Cela envoie un drôle de message. On nous dit que le retour au bureau n’est pas recommandé, mais que le télétravail n’est pas obligatoire non plus. Ça veut dire quoi ? Une recommandation ?

Véronique Proulx, présidente-directrice générale de Manufacturiers et exportateurs du Québec

Mme Proulx a invité Québec à donner plus de détails et à permettre des allègements pour les travailleurs qui sont adéquatement vaccinés.

Le président et chef de la direction de la Chambre de commerce du Montréal métropolitain, Michel Leblanc, a également été surpris par le communiqué du MSSS. En entrevue téléphonique, il s’est demandé comment on pouvait permettre aux personnes avec deux doses de vaccin d’aller au restaurant ou dans un bar tout en recommandant de retarder le retour de travailleurs au bureau.

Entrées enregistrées
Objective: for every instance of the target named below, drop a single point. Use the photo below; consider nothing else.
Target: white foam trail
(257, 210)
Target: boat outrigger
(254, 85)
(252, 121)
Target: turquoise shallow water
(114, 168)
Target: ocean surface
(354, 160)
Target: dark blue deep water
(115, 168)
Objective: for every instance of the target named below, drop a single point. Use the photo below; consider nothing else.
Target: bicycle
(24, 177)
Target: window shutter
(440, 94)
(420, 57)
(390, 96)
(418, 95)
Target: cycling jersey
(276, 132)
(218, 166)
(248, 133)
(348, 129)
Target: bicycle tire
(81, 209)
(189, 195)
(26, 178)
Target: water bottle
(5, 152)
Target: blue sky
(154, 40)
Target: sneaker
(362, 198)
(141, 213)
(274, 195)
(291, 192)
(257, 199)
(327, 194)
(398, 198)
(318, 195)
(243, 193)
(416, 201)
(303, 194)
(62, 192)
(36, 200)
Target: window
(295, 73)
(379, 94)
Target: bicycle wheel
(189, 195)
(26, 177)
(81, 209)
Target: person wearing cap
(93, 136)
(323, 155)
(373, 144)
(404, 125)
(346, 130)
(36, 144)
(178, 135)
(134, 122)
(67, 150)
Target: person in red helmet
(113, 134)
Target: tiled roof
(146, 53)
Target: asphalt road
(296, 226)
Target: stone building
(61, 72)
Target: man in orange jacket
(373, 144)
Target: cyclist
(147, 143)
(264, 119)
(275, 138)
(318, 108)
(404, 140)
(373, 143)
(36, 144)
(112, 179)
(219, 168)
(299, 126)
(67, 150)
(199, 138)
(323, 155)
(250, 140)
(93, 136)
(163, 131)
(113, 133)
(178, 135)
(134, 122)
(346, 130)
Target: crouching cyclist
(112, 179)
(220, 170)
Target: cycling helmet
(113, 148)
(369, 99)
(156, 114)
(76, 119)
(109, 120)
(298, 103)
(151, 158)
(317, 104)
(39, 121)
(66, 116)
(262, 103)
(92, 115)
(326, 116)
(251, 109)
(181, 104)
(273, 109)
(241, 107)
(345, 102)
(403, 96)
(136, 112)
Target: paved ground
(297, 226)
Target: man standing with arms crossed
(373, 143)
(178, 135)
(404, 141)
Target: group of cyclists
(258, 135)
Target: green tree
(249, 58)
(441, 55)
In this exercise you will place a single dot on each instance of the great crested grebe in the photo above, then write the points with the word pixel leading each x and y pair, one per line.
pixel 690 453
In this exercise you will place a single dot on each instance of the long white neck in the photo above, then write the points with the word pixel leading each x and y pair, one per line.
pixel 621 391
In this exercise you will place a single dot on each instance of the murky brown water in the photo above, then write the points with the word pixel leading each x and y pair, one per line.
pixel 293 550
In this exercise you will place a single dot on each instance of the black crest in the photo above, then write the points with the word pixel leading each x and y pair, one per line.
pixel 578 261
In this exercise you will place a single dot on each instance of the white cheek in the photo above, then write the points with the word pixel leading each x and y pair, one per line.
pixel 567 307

**Activité**
Rédigez la suite de l'extrait fourni sur le retour des travailleurs au bureau, en reprenant juste après sa dernière phrase.

**Votre réponse**
« Il y avait quelque chose de maladroit dans la déclaration de la Santé publique qui ne tenait pas compte des [gens adéquatement] vaccinés », a-t-il dit.

Depuis que le Québec est passé au palier d’alerte vert à la fin de juin, le retour progressif au bureau, dans le secteur public comme dans le secteur privé, était possible même si le télétravail demeurait recommandé. Comme la responsabilité du retour sur les lieux de travail incombe à l’employeur, de nombreuses entreprises se retrouvaient devant un casse-tête.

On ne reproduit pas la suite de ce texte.